• [TASK GOAL]
Nothing but the lines from the one containing "Highlight white aioli" through the one containing "Highlight striped kitchen", both included, should be given again, each exactly as written below.

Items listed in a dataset
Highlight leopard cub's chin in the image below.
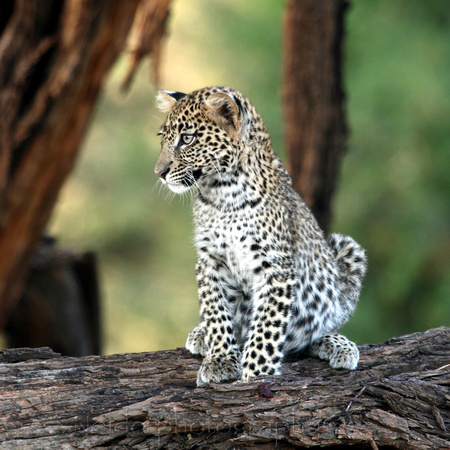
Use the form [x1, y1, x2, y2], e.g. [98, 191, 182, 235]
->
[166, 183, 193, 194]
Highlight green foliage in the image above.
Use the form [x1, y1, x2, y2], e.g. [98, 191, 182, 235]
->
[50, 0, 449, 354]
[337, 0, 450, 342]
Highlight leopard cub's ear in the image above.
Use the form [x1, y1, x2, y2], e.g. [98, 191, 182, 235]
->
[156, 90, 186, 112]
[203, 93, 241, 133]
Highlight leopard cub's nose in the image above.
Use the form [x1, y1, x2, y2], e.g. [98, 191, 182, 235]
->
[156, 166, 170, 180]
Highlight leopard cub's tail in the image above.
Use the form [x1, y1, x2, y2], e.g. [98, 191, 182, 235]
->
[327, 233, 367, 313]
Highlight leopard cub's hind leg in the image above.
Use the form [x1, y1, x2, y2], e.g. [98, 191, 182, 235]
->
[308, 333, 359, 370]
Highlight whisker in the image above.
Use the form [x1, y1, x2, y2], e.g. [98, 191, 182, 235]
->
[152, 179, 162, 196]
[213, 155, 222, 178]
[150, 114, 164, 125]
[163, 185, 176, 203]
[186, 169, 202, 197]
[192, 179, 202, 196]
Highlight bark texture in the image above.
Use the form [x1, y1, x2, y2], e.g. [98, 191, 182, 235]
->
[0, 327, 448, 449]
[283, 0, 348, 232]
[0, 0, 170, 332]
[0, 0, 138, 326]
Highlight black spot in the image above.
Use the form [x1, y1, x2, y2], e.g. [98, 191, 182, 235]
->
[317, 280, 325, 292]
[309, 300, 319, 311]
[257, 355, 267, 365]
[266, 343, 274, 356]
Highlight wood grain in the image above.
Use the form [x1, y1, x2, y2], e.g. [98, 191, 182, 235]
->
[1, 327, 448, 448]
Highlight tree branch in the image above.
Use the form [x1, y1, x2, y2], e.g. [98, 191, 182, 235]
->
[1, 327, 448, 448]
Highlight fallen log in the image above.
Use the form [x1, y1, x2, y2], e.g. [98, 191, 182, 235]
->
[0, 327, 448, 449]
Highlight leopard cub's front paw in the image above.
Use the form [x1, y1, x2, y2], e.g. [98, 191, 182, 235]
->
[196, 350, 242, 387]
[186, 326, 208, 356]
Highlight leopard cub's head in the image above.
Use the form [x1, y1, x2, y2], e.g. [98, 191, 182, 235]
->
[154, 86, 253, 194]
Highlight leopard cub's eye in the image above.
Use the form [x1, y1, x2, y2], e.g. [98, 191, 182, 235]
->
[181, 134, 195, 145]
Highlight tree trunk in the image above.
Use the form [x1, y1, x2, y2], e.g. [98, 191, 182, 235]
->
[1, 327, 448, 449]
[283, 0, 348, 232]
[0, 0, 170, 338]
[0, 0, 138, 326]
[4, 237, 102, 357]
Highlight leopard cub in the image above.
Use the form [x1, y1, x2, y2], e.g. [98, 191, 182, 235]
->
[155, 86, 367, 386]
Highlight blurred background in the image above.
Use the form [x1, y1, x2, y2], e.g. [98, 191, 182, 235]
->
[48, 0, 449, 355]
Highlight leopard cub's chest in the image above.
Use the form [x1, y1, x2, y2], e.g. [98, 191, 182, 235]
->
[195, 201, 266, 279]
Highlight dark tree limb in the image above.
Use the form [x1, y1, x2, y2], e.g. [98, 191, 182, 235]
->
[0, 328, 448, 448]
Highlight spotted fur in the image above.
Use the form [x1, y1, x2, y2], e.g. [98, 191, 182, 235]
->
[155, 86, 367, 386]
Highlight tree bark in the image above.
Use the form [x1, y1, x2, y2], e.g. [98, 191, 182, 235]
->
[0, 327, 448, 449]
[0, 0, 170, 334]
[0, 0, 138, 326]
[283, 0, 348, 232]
==
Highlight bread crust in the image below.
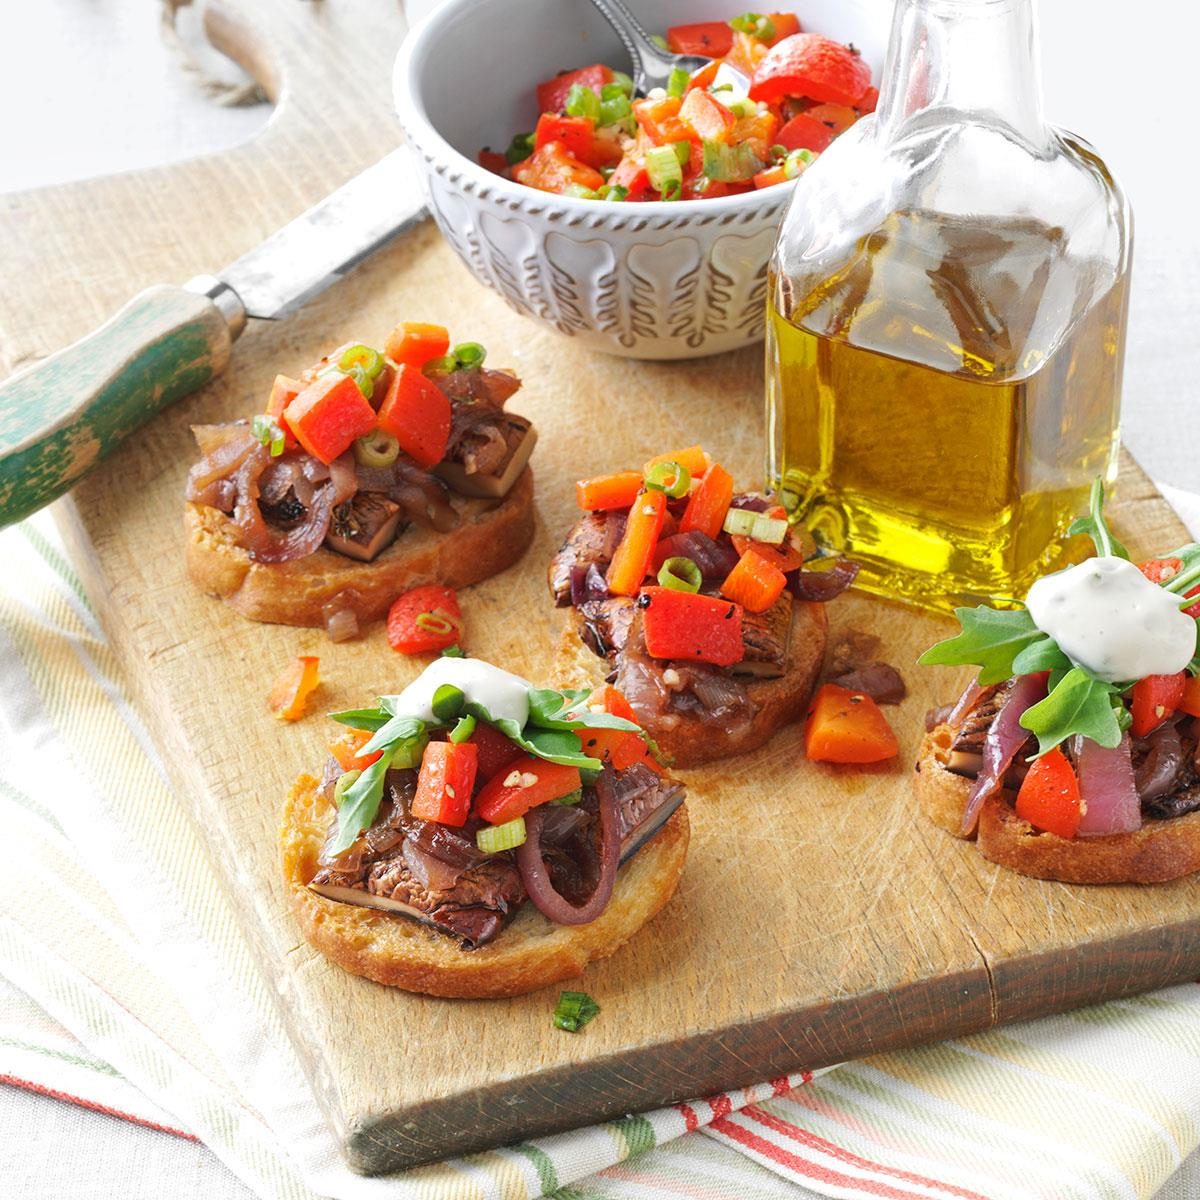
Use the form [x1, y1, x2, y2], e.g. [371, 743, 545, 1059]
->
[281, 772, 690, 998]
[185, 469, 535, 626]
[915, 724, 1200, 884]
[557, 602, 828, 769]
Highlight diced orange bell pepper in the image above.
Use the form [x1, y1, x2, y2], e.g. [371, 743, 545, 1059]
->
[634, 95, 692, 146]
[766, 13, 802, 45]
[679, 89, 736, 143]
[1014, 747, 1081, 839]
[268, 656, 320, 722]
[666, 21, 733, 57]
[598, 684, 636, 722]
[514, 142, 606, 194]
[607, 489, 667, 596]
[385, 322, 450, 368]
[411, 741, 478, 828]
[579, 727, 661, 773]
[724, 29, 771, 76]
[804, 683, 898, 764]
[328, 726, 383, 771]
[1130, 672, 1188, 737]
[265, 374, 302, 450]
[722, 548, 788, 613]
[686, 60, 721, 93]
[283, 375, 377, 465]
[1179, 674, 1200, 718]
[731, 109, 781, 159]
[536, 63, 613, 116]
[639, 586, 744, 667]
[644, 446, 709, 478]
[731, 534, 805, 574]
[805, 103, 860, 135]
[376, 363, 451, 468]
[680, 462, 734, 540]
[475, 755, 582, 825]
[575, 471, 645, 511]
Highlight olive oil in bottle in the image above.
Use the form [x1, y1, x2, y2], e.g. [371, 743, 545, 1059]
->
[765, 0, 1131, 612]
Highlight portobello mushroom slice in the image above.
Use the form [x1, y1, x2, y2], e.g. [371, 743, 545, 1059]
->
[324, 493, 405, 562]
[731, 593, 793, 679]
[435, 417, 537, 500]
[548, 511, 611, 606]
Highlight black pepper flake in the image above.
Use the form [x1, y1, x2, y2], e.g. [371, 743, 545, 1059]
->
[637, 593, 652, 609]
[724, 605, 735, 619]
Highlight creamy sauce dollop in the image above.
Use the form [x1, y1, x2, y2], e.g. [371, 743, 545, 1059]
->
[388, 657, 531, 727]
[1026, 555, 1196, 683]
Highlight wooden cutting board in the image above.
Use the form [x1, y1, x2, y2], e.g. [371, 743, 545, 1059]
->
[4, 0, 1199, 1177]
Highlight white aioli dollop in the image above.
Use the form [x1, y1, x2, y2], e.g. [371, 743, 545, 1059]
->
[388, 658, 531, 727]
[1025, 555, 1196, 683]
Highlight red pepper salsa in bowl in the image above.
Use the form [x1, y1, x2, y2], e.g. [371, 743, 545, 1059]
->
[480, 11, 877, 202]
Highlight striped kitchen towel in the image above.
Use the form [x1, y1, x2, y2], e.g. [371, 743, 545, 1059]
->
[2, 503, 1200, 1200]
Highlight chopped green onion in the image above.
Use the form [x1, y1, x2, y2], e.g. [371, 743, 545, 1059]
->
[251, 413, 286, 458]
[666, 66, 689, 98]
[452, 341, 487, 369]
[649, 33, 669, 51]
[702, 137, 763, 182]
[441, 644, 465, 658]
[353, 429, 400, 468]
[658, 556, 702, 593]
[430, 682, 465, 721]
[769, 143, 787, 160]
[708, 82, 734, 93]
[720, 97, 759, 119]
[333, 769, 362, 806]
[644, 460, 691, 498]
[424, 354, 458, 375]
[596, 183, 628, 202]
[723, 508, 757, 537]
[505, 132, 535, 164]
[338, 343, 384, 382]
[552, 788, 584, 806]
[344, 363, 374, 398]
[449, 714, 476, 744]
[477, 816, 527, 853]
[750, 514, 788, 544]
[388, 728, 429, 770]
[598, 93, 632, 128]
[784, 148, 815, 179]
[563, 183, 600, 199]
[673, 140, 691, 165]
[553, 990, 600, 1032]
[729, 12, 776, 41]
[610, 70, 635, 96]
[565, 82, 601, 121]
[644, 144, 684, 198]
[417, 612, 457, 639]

• [WRITTEN SOLUTION]
Highlight white aioli dollop in the image above.
Use the form [x1, y1, x2, y2], e.g. [371, 743, 545, 1059]
->
[388, 658, 531, 727]
[1025, 555, 1196, 683]
Highlight red pepper salsa in bowl in the image above.
Use the form [x1, y1, x2, y2], e.g. [371, 743, 545, 1059]
->
[480, 11, 877, 202]
Highlight striped kitchen towel in the image above.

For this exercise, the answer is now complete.